Assigned task = A word-for-word copy of the records below is needed, without the images.

Data for processing =
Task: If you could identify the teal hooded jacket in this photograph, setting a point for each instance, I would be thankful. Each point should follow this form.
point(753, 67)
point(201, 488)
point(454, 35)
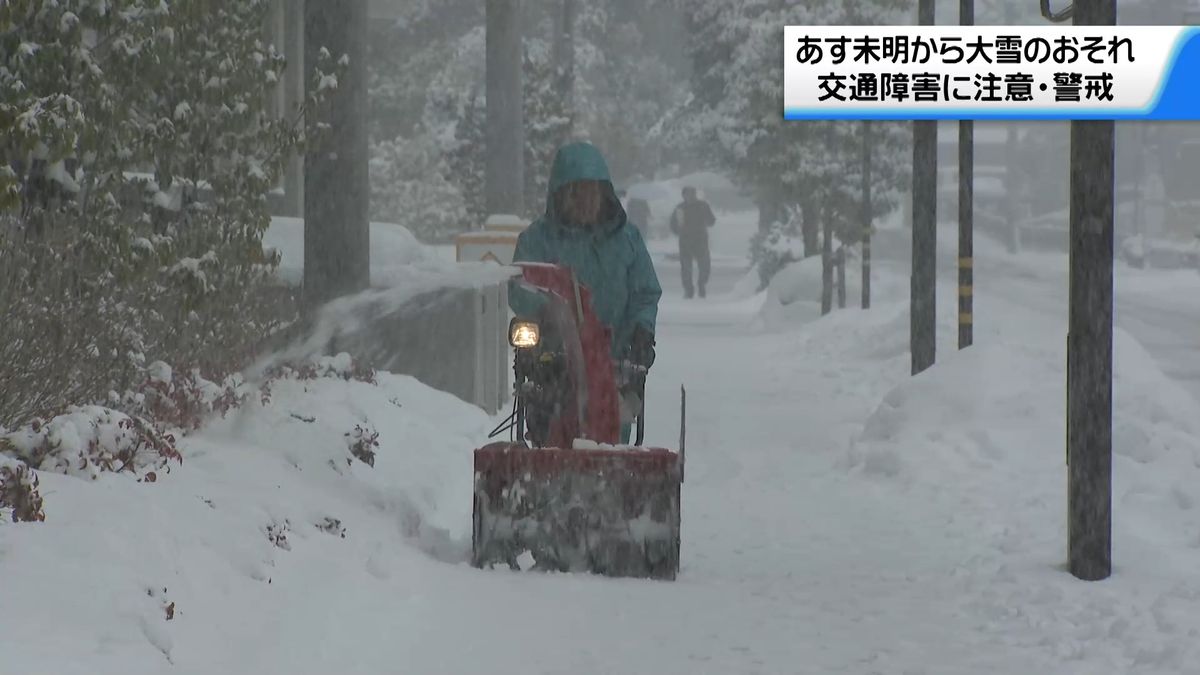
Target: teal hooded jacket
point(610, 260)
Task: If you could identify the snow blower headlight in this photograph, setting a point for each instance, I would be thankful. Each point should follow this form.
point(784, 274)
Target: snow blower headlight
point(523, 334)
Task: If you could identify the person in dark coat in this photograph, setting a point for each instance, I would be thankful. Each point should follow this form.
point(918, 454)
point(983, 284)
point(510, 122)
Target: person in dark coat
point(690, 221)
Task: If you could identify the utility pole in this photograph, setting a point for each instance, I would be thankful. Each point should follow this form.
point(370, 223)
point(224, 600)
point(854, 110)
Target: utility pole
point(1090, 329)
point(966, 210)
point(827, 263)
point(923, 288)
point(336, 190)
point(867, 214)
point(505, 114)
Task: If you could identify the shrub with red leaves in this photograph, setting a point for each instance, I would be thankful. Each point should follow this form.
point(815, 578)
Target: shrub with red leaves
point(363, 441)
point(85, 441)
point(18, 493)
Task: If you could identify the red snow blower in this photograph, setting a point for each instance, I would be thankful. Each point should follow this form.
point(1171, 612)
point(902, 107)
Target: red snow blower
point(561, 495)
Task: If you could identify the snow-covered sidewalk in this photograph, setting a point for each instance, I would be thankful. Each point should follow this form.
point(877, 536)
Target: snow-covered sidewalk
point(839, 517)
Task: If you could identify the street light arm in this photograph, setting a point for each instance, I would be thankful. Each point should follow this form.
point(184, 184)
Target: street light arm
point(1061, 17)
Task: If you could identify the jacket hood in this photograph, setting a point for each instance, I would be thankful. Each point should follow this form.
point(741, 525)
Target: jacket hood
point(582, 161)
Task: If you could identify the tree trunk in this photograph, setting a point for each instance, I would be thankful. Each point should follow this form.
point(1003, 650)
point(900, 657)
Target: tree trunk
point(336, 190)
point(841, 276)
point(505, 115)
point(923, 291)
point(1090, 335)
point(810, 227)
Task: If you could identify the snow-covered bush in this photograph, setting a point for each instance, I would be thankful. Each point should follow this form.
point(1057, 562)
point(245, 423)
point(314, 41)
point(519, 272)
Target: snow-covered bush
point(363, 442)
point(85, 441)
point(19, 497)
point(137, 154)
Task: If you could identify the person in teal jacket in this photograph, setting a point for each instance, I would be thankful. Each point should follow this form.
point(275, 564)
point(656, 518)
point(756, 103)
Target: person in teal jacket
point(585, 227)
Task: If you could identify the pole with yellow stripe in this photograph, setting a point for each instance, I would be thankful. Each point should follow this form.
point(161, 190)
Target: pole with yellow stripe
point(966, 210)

Completed task =
Task: If you could identify the teal hooded jacket in this photograph, setting a point for each instance, I would be thankful. Each point should follow this form.
point(753, 67)
point(201, 488)
point(454, 35)
Target: teal hooded jacket
point(610, 260)
Task: If you could identify the snow blower headlight in this photograph, setting a point for each instance, I would be thankful. Each point should follow this form.
point(784, 274)
Target: snow blower headlight
point(523, 334)
Task: If you could identify the person in dark coat in this photograph, setting a point for each instance, I would be thankful. Each point should follow this form.
point(918, 454)
point(983, 284)
point(510, 122)
Target: person in dark coat
point(690, 221)
Task: If you could identify the utility pole in this photograph, setting a point for each instance, I would be thankful. Each point should follow this form.
point(370, 223)
point(224, 600)
point(854, 110)
Target: utility pole
point(1090, 329)
point(966, 210)
point(827, 263)
point(923, 288)
point(336, 190)
point(867, 214)
point(505, 114)
Task: If you could identify the shrub with red leaves in this photograph, setting a point for each instance, I would be thankful. Each point should follow this form.
point(815, 578)
Target: shrub with red leaves
point(363, 441)
point(85, 441)
point(18, 493)
Task: If you could identify the red snow blower in this photograph, setting a point for each instance, I would be thankful. Each point should follow this form.
point(1171, 612)
point(902, 107)
Target: red snow blower
point(561, 495)
Task: If you could identify the snow-covered sidewalk in this photograph, setting a point for each instance, I would be thankful. Each point should follow this form.
point(877, 536)
Target: snow-covered sidewalk
point(839, 517)
Task: If you could identify the street light arm in this photograph, setting a point for each instance, I would be thankful. Each point should follow this form.
point(184, 184)
Target: street light arm
point(1061, 17)
Task: If you could identify the jacket hood in this photograph, setting a point for each instance, I would be thankful. Each point should follow this form.
point(741, 525)
Target: jacket hood
point(582, 161)
Task: If you could identify the tree trunk in this photograph, setting a point for each instance, I would be thankful. Each point should follow this form.
point(1003, 650)
point(900, 657)
Target: tree trunk
point(336, 190)
point(841, 276)
point(505, 115)
point(923, 291)
point(1090, 335)
point(810, 227)
Task: If you could identify the snow-covered bush in this photograph, setting a point for each instance, I would be thankful. Each point should follow this form.
point(1057, 562)
point(245, 423)
point(314, 41)
point(519, 272)
Target: snow-covered bush
point(363, 442)
point(85, 441)
point(19, 497)
point(137, 154)
Task: If you could identify the person in teal jacket in this photograph, setting a point for each instance, I would be thankful. Each point should follow this form.
point(275, 564)
point(656, 518)
point(756, 103)
Target: person in teal jacket
point(585, 227)
Task: If you could identify the pole with yellow stripe in this photograph, setting a point for each instance, I would be thankful. Each point should follow this form.
point(161, 190)
Target: pole with yellow stripe
point(966, 210)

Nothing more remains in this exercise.